- _DOCUMENT SOURCE_
# un clope / une clope



## tie-break

Bonsoir,
le TLF considère ce nom masculin. Moi je ne le connessais qu' au féminin: Je fume une clope (je fume une cigarette).
Le TLF parle aussi de clope comme synonime de mégot de cigare ou de cigarette.
Il y aurait quatre façon de le dire:
1 je fume une clope
2 je fume un clope
3 je fume une clop
4 je fume un clop

Enfin c'est quoi ce (cette) clope (clop?), un mégot ou une cigarette entière? 
Merci.


----------



## Agnès E.

Le premier sens argotique de *clope* était _un mégot_, et le mot était masculin.

Puis il est devenu synonyme de _cigarette_... et est passé féminin ! 

Aujourd'hui, on l'utilise presque exclusivement au féminin dans son sens de _cigarette_.


----------



## tie-break

Merci Agnès.
Et entre clope et clop quelle différence y-a-t-il?


----------



## Agnès E.

Un _e_. 

Je pense que l'orthographe la plus communément admise est : une clope.


----------



## tie-break

Merci, c'est celle que j'ai toujours entendue et employée!
Mais parfois le TLF au lieu de nous aider (nous=pauvres non natifs  ), il nous embrouille davantage.


----------



## Agnès E.

Il ne faut jamais oublier que le TLF est un dictionnaire non mis à jour depuis plusieurs décennies. Il n'est donc valable que pour les usages hors langage à la mode, familier ou argotique - là, il est complètement dépassé ! 

Il est en revanche extraordinaire pour tout ce qui est français "standard", littéraire ou peu usité dans la langue quotidienne.


----------



## JeanDeSponde

Question existentielle (d'après dîner) : vous dites *un *clope, ou *une* clope ?...
(Je ne parle pas de l'avis du TLF ou de Greueuvisse, mais de votre premier mouvement...!)


----------



## DearPrudence

Premier mouvement du fond de mes tripes : "*une clope*" (comme "une cigarette").
Je n'ai jamais entendu "un clope"

- _CONSIGNE 1_
Transcrivez fidèlement le passage de la discussion sur « clope » qui va de « Enfin c'est quoi » jusqu'à « mot était masculin. » inclus.
- _CONSIGNE 2_
Selon la discussion sur « clope », pourquoi le TLF n'est-il pas fiable pour les usages familiers ou argotiques ? Répondez en une à trois phrases.
- _CONSIGNE 3_
D'après la discussion sur « clope », quel était le premier sens argotique de ce mot ?

- _DONNÉES ENREGISTRÉES_
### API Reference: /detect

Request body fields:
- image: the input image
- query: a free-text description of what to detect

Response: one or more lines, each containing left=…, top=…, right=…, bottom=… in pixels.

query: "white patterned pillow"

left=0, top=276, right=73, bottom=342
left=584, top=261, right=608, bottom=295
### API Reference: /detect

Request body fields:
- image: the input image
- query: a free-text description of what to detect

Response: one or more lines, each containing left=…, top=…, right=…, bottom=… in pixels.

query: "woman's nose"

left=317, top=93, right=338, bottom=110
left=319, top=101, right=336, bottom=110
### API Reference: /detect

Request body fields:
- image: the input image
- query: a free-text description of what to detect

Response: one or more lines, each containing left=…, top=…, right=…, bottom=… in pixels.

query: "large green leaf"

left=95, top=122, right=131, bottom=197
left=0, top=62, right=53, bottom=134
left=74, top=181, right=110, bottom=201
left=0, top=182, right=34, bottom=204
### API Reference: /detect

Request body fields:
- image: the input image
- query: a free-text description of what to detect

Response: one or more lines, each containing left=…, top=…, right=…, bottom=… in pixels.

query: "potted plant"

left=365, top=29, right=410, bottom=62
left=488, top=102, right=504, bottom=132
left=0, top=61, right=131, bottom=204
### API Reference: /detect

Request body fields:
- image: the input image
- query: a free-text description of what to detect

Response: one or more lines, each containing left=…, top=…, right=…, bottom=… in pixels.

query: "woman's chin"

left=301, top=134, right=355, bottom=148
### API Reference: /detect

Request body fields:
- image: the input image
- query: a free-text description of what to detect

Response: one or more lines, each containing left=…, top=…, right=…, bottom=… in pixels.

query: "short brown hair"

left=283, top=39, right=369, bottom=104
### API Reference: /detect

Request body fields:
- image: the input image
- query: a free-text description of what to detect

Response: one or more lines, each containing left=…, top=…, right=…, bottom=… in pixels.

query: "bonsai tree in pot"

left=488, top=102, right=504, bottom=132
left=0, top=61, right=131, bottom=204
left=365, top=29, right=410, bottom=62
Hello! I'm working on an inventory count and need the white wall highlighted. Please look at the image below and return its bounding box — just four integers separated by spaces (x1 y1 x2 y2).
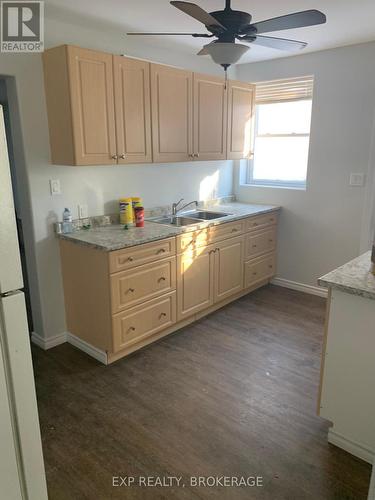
0 14 233 337
235 43 375 285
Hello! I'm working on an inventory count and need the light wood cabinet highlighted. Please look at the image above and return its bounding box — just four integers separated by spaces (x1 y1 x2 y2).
60 209 277 362
227 80 255 160
43 45 152 165
43 45 255 165
43 45 117 165
215 236 243 302
113 56 152 163
151 64 193 162
193 73 227 160
113 292 176 352
177 246 215 320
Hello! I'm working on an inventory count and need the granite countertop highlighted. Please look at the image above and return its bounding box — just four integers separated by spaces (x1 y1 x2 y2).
318 252 375 299
57 202 280 252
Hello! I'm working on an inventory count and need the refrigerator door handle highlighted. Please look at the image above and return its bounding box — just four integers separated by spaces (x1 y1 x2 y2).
0 106 23 293
0 290 47 500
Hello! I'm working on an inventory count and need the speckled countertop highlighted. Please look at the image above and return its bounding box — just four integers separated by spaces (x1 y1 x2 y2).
318 252 375 299
58 202 280 252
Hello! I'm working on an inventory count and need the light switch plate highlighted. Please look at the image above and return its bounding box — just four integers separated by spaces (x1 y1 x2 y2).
49 179 61 196
349 173 365 187
78 205 89 219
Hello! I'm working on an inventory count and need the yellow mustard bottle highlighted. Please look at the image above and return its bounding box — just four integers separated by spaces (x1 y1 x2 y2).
132 196 142 222
119 198 133 224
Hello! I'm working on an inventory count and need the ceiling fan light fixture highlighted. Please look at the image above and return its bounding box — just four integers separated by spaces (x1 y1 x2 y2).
205 42 250 67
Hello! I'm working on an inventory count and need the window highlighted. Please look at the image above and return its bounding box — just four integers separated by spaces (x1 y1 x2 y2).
248 77 313 188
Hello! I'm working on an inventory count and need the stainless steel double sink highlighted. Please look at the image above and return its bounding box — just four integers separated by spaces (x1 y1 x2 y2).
149 210 232 227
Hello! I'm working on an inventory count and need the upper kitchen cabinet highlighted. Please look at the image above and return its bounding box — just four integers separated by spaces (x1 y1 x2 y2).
43 45 117 165
113 56 152 163
151 64 194 162
43 45 152 165
193 73 227 160
227 81 255 160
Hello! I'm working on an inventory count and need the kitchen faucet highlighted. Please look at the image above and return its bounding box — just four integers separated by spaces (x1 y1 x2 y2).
172 198 198 216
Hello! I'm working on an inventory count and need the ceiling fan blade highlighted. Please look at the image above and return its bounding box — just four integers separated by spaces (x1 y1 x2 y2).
197 42 215 56
126 32 213 38
253 35 307 50
171 1 226 30
250 10 327 34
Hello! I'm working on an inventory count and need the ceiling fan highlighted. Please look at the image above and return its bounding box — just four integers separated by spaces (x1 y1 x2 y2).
127 0 326 71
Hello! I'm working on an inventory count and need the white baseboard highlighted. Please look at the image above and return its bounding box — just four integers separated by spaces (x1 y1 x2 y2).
328 429 375 464
31 332 68 351
67 333 108 365
271 278 328 298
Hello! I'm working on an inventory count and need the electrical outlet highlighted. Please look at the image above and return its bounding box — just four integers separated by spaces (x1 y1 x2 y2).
349 174 365 187
78 205 89 219
49 179 61 196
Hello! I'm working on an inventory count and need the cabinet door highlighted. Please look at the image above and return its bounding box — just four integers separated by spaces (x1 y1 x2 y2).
177 246 215 320
227 81 255 160
67 46 117 165
151 64 193 163
113 56 152 163
193 73 227 160
215 236 244 302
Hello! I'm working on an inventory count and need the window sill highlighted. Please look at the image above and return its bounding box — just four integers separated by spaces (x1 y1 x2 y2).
240 183 306 191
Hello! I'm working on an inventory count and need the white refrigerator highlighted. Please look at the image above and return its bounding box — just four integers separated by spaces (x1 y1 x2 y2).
0 106 47 500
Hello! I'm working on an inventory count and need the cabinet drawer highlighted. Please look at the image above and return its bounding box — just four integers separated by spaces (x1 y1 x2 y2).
111 257 176 314
176 227 210 254
245 253 276 288
245 212 279 231
210 220 244 243
109 238 176 273
245 227 277 260
112 292 176 352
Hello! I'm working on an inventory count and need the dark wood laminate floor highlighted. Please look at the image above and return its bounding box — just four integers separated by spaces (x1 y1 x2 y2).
33 286 370 500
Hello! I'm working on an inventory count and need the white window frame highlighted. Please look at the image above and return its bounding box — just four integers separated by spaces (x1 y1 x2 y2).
246 97 312 191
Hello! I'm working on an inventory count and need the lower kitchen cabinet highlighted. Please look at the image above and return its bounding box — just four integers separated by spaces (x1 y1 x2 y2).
214 236 244 303
113 292 176 352
177 245 215 320
60 212 277 363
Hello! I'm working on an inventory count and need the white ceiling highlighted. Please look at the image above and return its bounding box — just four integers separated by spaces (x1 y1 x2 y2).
45 0 375 63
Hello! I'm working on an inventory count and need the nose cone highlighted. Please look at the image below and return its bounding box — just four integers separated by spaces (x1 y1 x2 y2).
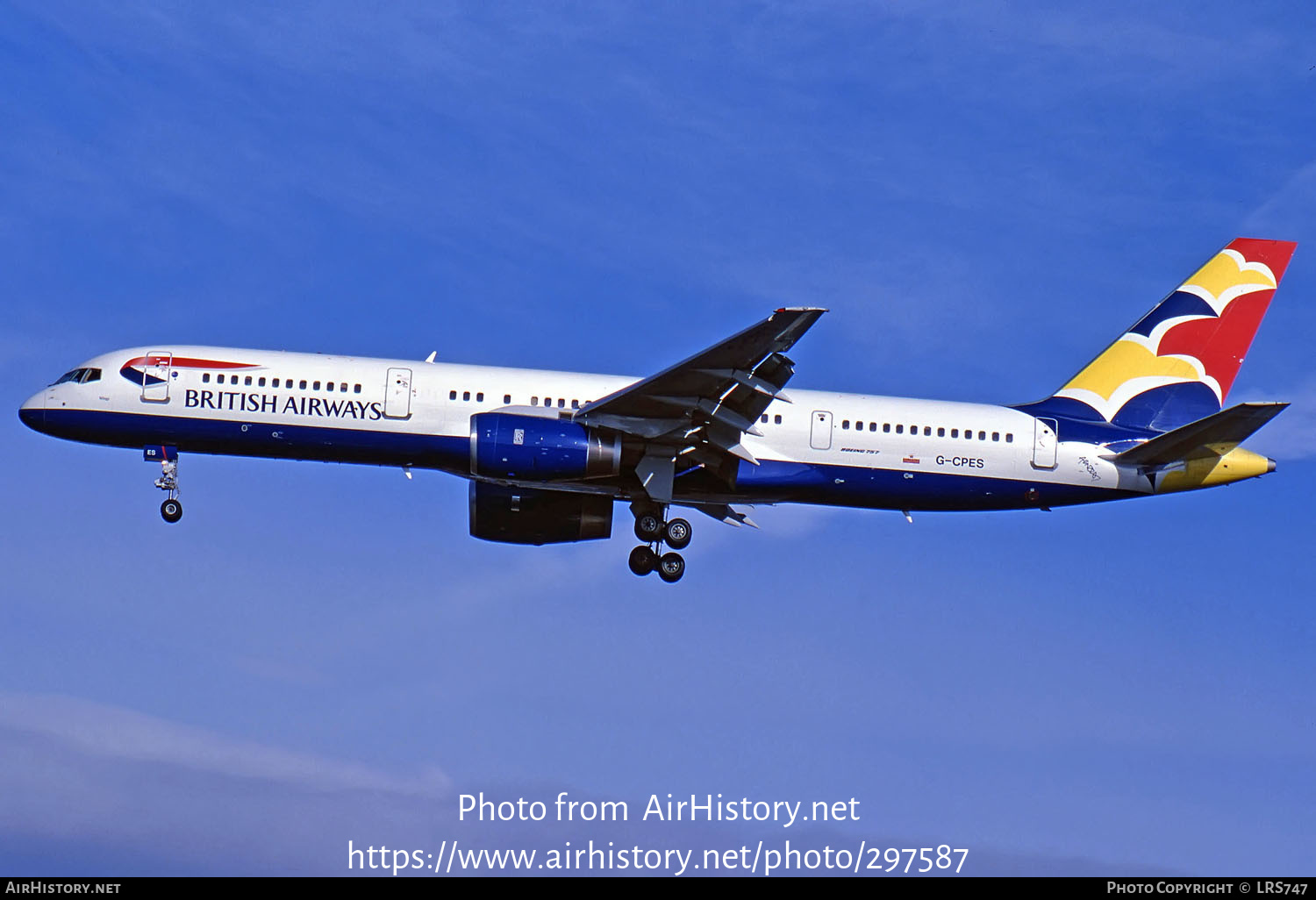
18 391 46 432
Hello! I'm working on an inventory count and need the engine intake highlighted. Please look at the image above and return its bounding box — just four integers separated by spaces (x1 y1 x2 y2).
471 482 612 545
471 412 621 482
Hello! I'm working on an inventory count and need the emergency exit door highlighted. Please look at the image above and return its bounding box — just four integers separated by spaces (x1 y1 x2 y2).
384 368 411 418
810 410 832 450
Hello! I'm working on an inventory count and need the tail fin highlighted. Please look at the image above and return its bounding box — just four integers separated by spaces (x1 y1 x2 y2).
1024 239 1298 432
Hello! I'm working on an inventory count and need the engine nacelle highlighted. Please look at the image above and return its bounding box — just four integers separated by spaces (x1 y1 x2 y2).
471 412 621 482
471 482 612 545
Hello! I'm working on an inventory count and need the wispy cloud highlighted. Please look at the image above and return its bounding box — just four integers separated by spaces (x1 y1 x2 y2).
0 694 450 797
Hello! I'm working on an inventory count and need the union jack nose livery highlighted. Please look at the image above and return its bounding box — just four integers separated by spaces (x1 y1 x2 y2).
18 239 1295 582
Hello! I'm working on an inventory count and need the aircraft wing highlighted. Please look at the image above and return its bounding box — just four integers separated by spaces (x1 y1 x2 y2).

- _RÉPONSE ATTENDUE 1_
Enfin c'est quoi ce (cette) clope (clop?), un mégot ou une cigarette entière? 
Merci.


----------



## Agnès E.

Le premier sens argotique de *clope* était _un mégot_, et le mot était masculin.

- _RÉPONSE ATTENDUE 2_
Le TLF n'a pas été mis à jour depuis plusieurs décennies. Il est donc complètement dépassé pour le langage à la mode, familier ou argotique.

- _RÉPONSE ATTENDUE 3_
Un mégot.